Cold Hard Football Facts: Warner is the clear choice for 2008 NFL MVP

Consider Kurt Warner a born-again MVP candidate. He burst onto the scene unexpectedly once before: the former supermarket stock boy turned into a Super Bowl
Cold Hard Football Facts: Warner is the clear choice for 2008 NFL MVP
Cold Hard Football Facts: Warner is the clear choice for 2008 NFL MVP /

kurt-warner.jpg

Consider Kurt Warner a born-again MVP candidate.

He burst onto the scene unexpectedly once before: the former supermarket stock boy turned into a Super Bowl champ in 1999, writing one of the most improbable football fairy tales ever told. He earned league MVP honors that year, and again in 2001.

He's unexpectedly putting up world-class numbers here in 2008, too, after wandering the desert of NFL sidelines for much of the past six seasons, often playing the veteran caretaker role for newbies like Eli Manning in New York and Matt Leinart in Arizona.

**SUPPLIED INFORMATION**
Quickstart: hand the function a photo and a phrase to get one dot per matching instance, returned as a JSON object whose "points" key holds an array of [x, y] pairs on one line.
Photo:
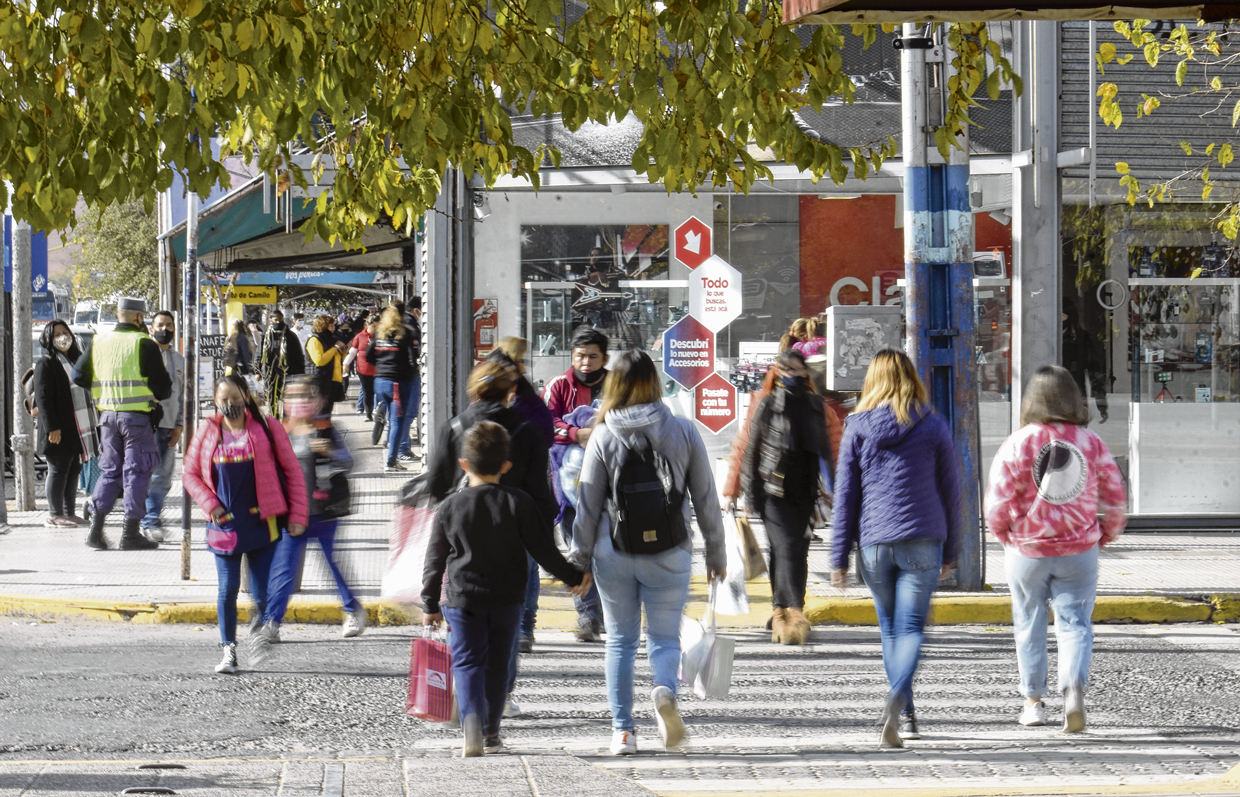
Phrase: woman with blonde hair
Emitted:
{"points": [[1049, 484], [396, 369], [642, 465], [898, 501], [325, 358]]}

**CHALLENGE**
Copy the Kurt Warner MVP article word for word from "He's unexpectedly putting" to "Leinart in Arizona.".

**TASK RESPONSE**
He's unexpectedly putting up world-class numbers here in 2008, too, after wandering the desert of NFL sidelines for much of the past six seasons, often playing the veteran caretaker role for newbies like Eli Manning in New York and Matt Leinart in Arizona.